---------- PROVIDED MATERIAL
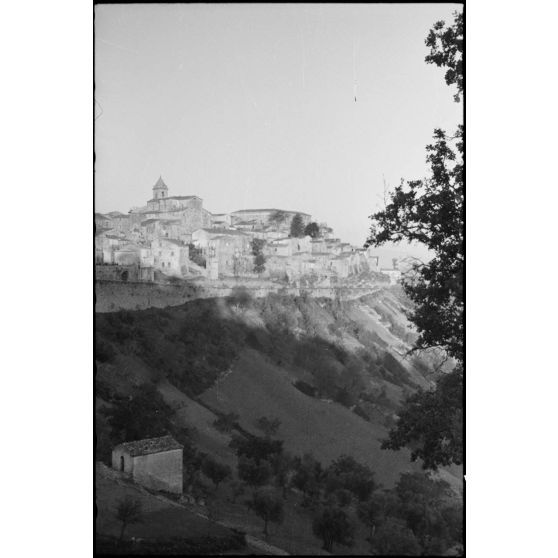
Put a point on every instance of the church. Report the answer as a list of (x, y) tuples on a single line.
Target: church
[(186, 211)]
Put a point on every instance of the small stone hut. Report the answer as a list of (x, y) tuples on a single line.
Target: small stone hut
[(155, 463)]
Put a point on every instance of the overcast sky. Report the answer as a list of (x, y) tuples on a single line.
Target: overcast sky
[(253, 106)]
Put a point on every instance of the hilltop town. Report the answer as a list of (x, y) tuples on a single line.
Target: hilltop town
[(176, 237)]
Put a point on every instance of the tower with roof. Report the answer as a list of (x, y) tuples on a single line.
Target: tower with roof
[(160, 190)]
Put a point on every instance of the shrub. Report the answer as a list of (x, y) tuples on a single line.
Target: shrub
[(268, 505), (104, 351), (215, 471), (252, 472), (305, 388), (332, 525)]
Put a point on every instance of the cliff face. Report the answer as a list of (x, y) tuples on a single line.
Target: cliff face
[(334, 372)]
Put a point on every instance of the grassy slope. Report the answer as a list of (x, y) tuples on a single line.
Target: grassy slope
[(256, 387), (162, 517)]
--------------------
**TASK TO COMPLETE:** Copy out all the entries above again, requests included, but add 57 to every coordinate in the answers. Leave the pictures out.

**WRITTEN SOLUTION:**
Put a point on every instance of the church. Report the answer as a list of (x, y) tuples on a single line.
Target: church
[(243, 268)]
Put a point on every instance of the small stone hut. Report the answer as a list of (x, y) tuples on a single line.
Target: small stone hut
[(212, 520)]
Put a point on every instance of the overcast sky. Report the answer as a list of (x, y) tuples on a single line.
Target: overcast sky
[(310, 163)]
Put a point on every instance of the hilltop town. Report the answer as a list of (x, y) tuples on a single line.
Target: hilltop town
[(233, 294)]
Put a point on every instance of the tower with roof. Report the answer as a list of (x, y) tuples on a single line.
Target: tower with roof
[(217, 247)]
Put a point on every instance of the shrub. Report the answer as a list of (x, y) tuples on a single line.
Target: shrub
[(325, 562), (161, 408), (272, 528), (309, 529), (362, 445), (389, 582)]
Put a point on every instance of the cliff face. Report the answer as a list of (x, y) tuples on a single line.
Target: cliff face
[(391, 429)]
Put a point on every instance of the grassy slope. Report the answer as a list of (x, y) tuples on a single line.
Target: grassy slope
[(313, 444), (219, 574)]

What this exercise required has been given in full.